Instructions to follow:
When copying the data, keep every line exactly the same.

Records to use:

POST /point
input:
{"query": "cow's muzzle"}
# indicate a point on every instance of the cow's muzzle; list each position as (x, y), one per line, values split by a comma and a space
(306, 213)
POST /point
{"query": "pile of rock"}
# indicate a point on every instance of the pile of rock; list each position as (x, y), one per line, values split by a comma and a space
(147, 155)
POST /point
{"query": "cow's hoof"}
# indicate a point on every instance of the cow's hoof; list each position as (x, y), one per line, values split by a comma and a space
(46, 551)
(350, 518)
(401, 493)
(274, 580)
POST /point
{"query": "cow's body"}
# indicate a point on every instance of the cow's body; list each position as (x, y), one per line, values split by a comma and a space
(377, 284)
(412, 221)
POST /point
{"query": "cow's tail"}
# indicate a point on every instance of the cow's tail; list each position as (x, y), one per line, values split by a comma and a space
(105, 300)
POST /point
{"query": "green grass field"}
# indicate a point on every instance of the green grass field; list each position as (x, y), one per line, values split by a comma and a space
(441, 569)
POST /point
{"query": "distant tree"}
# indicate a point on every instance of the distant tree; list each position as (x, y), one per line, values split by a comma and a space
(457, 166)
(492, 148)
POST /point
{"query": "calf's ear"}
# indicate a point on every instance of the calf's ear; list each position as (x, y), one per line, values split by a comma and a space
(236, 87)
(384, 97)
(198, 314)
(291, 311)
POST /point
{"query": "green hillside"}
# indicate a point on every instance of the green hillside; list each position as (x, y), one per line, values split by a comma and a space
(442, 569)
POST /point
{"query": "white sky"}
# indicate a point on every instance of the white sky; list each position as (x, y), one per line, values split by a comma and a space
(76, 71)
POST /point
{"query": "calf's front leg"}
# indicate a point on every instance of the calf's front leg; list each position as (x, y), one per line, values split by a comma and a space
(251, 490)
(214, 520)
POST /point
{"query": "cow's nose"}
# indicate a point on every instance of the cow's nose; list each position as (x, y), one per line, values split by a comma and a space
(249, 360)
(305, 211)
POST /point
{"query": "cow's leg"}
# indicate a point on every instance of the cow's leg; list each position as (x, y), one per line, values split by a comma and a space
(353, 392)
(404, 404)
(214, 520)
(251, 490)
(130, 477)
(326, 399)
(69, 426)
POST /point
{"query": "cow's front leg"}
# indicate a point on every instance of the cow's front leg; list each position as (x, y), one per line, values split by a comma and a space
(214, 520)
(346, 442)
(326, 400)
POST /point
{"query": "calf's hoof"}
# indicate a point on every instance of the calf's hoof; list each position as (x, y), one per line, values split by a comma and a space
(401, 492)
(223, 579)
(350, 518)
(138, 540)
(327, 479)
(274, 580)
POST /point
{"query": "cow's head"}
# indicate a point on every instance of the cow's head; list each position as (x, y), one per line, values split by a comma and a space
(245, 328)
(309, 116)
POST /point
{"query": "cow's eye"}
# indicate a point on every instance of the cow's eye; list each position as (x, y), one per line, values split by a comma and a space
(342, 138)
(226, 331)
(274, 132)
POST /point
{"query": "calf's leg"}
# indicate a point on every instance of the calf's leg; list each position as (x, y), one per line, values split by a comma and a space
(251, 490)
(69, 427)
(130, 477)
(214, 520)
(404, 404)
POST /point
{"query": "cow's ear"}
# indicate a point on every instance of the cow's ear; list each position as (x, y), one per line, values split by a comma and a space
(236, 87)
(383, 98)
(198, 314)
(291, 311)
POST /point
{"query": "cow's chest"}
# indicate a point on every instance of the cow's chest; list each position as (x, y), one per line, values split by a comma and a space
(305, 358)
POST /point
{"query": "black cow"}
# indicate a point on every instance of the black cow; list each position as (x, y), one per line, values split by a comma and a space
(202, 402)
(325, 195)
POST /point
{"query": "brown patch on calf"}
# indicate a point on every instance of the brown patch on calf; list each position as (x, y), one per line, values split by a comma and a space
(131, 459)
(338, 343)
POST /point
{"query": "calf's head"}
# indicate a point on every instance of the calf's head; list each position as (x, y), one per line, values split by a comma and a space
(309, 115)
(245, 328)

Solution for this task:
POST /point
input:
{"query": "cow's muzzle"}
# indicate a point on every instance of the cow's muzzle; list each position as (x, y), one per line, values split by a comma and a space
(306, 213)
POST /point
{"query": "pile of rock"}
# indicate a point on every instance of the pile of rock; list each position as (x, y), one per line, values split by a comma and a space
(147, 155)
POST /point
{"query": "cow's hoof"}
# indicate a point on every instance of the cow's hoof; list each position as (x, y), one per line, values split by a comma and a space
(46, 551)
(350, 518)
(401, 493)
(274, 580)
POST /point
{"query": "cow's body"}
# indicate a point on every instance of the cow's body; list each position as (x, y), one per line, values split by a comma and a space
(377, 284)
(412, 221)
POST /point
{"query": "cow's tail"}
# indicate a point on every instance of the cow's tail; list each position as (x, y), one per line, values split by a comma and a space
(105, 300)
POST /point
{"query": "green grass field"}
# indicate a point on every instance of the green grass field; list each position as (x, y), one per line, values split by a comma and a space
(441, 569)
POST /point
{"query": "distant tree"}
# indicate a point on every instance of the distant tree; list each position as (x, y), one per line, values split by a comma and a space
(457, 166)
(492, 148)
POST /point
{"query": "calf's ear"}
# indicate a point on every instance of the calf's ear; list each position as (x, y), one per line, values split by a comma and a space
(236, 87)
(384, 97)
(198, 314)
(291, 311)
POST /point
{"query": "green hillside"}
# indicate a point on every instance of the green hillside; list each position as (x, y), one per line, values split by a comma and a space
(442, 569)
POST /point
{"query": "white sky"}
# indicate a point on every instance of the white sky; list each position as (x, y), one per line, values split by a comma and a space
(76, 71)
POST /point
{"query": "calf's front leg"}
# indicate a point on every instance of the calf's front leg; list each position as (x, y), one per line, values split by a comma and a space
(251, 490)
(214, 520)
POST /point
{"query": "cow's nose"}
# indicate a point on every instance of the cow's nose; list each position as (x, y), one per line, values split by a comma and a space
(249, 360)
(305, 211)
POST /point
{"query": "cow's leg"}
# indicate a point on every instance of the cow's leg; list each position as (x, y), one per line, values split by a comma and a space
(353, 392)
(404, 404)
(214, 520)
(251, 490)
(130, 477)
(326, 399)
(69, 426)
POST /point
{"query": "cow's front leg"}
# indicate a point on every instance of the cow's front leg; list each position as (x, y), one per line, values split by a comma and a space
(214, 520)
(346, 442)
(326, 400)
POST /point
{"query": "calf's hoof"}
# indicate a point on every instance of the calf's hoof; list each position as (x, y), one per line, values split by a comma and a space
(401, 492)
(223, 579)
(350, 518)
(138, 540)
(327, 479)
(274, 580)
POST /point
{"query": "cow's head"}
# indicate a point on every instance of the cow's head; list each position as (x, y), one per line, values split by a comma and a space
(245, 328)
(309, 116)
POST /point
{"query": "cow's eye"}
# indicate a point on every instance of the cow's eye; list each position as (x, y), one per line, values split by a comma and a space
(342, 138)
(226, 331)
(274, 132)
POST /point
{"query": "calf's leg"}
# indicate a point on every instance of the calf's leg; list each position as (x, y), one per line, values split by a comma and a space
(251, 490)
(69, 427)
(130, 477)
(214, 520)
(404, 404)
POST /point
{"query": "cow's ear"}
# indicate a point on every instance of the cow's ear; list each position as (x, y), one per line, values split by a comma and a space
(236, 87)
(383, 98)
(198, 314)
(291, 311)
POST /point
{"query": "cow's chest"}
# indicate a point on every instance of the cow's chest; list each position as (x, y), one per line, values split by a comma and a space
(305, 358)
POST /point
{"query": "black cow"}
# indicate a point on every instance of the black cow; list each position as (x, y), one per line, values split by a comma and a space
(202, 402)
(325, 195)
POST /point
{"query": "brown patch on calf"}
# indicate a point on every instance of the brown patch on calf; list each position as (x, y), one per line, values split by a comma and a space
(131, 459)
(338, 343)
POST /point
{"query": "calf's head"}
# indicate a point on every instance of the calf's head; list each position as (x, y), one per line, values split by a comma and a space
(309, 115)
(245, 328)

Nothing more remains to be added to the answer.